Exercise instructions
Copy, exactly and without additions, every line in the records below from the one holding "locate the forested" through the one holding "locate the boulder in the photo above", both ends included.

Records for the task
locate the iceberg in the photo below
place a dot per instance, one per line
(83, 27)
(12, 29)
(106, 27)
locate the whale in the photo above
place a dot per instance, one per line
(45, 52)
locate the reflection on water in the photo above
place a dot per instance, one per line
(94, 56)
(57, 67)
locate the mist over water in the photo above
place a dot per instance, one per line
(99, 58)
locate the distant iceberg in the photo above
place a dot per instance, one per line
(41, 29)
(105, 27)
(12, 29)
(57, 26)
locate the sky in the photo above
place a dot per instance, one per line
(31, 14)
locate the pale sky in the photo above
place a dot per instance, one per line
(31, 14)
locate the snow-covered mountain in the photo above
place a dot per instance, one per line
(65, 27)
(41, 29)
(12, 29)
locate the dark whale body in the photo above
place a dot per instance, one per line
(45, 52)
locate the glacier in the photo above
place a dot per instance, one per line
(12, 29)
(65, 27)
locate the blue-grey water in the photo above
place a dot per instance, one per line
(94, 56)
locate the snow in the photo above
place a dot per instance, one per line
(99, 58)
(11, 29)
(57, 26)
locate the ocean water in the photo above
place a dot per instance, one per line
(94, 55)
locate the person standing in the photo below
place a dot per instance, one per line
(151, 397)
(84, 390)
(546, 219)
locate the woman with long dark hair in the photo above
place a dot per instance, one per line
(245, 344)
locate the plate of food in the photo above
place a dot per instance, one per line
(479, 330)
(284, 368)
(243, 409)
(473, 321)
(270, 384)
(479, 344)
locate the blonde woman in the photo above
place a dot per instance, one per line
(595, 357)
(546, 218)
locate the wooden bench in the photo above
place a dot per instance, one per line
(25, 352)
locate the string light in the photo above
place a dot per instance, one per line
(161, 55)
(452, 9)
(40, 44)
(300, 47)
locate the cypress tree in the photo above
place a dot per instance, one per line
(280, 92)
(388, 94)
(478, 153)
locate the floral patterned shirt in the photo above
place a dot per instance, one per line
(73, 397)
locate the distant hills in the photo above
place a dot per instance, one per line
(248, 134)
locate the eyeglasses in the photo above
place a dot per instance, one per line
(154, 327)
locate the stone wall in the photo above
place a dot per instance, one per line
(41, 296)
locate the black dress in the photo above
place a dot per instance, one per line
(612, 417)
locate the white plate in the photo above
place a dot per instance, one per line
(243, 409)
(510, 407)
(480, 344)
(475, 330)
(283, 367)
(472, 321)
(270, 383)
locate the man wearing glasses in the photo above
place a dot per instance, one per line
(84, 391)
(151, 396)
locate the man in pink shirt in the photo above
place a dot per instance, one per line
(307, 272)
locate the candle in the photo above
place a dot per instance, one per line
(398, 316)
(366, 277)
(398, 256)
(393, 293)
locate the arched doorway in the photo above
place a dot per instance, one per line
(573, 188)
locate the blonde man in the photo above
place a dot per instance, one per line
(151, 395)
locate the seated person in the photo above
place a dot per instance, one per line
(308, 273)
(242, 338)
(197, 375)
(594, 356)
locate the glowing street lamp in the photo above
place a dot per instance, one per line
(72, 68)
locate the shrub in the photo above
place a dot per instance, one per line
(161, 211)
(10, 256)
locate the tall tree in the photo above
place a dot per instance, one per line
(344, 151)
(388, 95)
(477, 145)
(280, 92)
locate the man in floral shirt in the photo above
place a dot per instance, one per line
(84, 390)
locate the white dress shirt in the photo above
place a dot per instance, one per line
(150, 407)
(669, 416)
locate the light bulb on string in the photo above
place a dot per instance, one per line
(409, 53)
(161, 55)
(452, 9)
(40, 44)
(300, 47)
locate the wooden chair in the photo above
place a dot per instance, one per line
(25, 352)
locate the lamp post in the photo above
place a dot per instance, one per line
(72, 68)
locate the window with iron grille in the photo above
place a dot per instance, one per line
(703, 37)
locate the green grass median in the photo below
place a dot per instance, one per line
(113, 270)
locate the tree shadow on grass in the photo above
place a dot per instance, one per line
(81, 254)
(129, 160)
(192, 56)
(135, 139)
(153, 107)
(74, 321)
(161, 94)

==

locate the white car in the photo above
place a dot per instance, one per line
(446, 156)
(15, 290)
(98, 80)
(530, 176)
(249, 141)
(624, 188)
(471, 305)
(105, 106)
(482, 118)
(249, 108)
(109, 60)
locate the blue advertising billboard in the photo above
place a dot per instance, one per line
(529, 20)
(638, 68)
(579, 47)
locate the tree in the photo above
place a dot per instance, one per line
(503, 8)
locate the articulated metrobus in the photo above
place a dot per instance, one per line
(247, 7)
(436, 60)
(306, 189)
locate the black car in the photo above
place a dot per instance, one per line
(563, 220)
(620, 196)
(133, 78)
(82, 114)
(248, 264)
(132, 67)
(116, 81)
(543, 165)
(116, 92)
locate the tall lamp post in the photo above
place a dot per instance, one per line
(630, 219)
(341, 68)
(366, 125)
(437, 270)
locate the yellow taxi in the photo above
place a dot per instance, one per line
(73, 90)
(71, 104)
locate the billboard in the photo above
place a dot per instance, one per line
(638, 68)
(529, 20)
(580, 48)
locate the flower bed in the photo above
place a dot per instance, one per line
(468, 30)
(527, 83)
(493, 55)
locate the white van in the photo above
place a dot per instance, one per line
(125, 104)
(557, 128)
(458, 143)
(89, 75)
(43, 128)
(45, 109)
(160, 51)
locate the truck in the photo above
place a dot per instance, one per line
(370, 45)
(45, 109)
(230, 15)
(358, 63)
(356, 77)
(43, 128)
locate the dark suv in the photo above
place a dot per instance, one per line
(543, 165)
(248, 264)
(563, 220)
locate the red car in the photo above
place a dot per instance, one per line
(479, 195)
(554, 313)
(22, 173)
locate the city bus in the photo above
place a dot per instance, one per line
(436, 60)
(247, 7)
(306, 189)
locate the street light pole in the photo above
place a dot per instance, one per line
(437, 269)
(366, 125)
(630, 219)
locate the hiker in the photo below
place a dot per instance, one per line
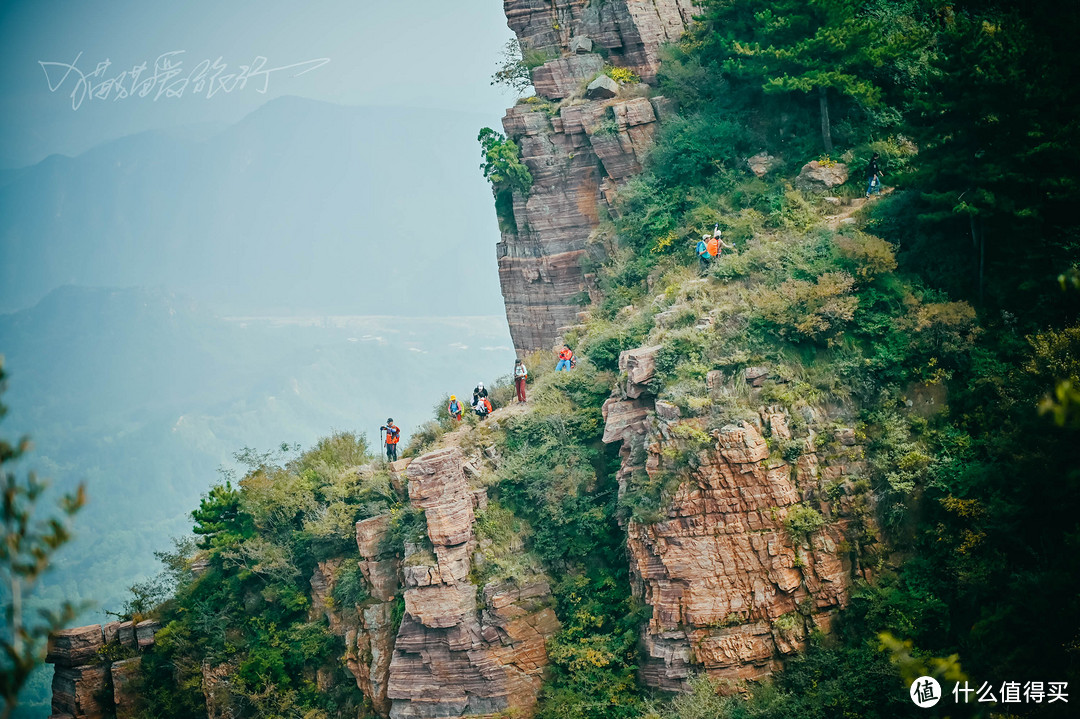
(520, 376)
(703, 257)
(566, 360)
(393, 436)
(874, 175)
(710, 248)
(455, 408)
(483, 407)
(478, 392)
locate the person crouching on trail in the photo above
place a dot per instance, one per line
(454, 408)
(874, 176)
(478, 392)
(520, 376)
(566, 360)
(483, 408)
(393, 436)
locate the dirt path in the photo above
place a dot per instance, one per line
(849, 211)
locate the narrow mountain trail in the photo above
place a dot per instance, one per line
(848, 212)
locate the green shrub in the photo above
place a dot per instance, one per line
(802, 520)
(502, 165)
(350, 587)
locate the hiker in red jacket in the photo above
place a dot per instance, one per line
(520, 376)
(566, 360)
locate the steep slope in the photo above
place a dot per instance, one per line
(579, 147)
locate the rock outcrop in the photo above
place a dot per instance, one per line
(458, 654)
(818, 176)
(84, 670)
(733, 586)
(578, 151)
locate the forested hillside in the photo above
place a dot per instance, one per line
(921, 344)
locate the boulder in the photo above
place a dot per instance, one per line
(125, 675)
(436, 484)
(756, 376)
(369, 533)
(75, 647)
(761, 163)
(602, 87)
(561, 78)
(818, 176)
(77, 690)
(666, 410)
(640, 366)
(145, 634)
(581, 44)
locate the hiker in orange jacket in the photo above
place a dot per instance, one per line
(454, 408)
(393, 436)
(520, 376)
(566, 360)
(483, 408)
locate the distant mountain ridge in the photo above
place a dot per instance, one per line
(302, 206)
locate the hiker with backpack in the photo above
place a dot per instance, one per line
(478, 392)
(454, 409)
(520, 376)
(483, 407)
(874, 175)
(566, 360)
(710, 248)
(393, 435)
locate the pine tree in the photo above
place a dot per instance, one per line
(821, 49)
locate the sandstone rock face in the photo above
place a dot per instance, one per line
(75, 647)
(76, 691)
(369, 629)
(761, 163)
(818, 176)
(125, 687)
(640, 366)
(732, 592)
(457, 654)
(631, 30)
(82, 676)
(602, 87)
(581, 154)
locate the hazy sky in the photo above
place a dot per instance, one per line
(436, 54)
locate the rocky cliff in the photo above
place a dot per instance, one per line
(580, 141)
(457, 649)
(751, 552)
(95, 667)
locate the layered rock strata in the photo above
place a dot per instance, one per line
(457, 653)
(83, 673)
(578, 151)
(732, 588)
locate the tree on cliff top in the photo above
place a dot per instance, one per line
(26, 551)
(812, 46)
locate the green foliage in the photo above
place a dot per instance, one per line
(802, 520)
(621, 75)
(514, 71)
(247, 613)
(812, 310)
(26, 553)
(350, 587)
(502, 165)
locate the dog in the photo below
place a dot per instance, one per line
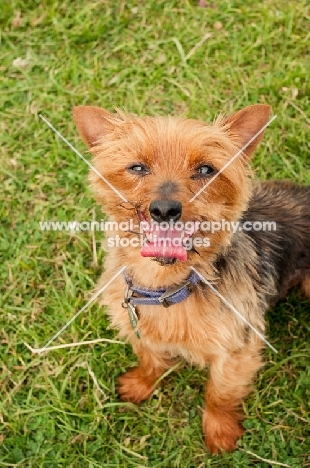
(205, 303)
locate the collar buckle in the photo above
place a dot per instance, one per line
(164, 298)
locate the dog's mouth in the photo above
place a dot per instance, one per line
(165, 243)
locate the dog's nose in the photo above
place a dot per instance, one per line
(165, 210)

--

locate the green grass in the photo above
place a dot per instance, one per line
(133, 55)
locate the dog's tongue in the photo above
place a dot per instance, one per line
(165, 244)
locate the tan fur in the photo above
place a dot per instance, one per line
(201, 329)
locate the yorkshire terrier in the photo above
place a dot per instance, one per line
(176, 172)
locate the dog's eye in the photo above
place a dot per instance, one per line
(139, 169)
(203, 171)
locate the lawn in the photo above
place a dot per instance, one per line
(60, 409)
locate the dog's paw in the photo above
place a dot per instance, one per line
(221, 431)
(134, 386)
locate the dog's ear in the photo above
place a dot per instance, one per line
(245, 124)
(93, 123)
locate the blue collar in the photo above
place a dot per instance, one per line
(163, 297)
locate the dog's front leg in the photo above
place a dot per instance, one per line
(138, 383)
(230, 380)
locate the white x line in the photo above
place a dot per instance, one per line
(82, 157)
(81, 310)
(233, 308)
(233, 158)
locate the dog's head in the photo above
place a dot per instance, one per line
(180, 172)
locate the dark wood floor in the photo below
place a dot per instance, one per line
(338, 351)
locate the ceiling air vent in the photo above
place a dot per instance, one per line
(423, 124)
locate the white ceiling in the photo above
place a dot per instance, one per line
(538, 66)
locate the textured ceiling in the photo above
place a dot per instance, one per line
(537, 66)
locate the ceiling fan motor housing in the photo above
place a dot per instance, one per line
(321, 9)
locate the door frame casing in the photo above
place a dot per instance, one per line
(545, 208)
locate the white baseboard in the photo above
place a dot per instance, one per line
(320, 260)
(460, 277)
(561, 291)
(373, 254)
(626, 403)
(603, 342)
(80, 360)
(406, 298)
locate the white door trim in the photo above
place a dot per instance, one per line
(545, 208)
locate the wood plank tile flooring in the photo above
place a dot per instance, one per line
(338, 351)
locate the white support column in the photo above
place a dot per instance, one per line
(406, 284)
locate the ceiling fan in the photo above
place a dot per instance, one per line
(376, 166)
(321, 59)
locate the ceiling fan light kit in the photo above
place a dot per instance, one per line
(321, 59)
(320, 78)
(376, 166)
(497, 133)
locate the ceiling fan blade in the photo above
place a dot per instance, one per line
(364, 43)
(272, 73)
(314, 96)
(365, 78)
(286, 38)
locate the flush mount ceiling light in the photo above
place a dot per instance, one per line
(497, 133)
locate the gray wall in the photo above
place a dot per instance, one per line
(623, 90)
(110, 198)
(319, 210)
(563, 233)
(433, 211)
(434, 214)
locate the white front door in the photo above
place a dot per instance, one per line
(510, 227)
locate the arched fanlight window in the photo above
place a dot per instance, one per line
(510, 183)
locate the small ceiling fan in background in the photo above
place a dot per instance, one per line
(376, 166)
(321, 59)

Response to the task
locate the forested hillside in the photo above
place a dot per instance, one per line
(921, 344)
locate the boulder in the photo above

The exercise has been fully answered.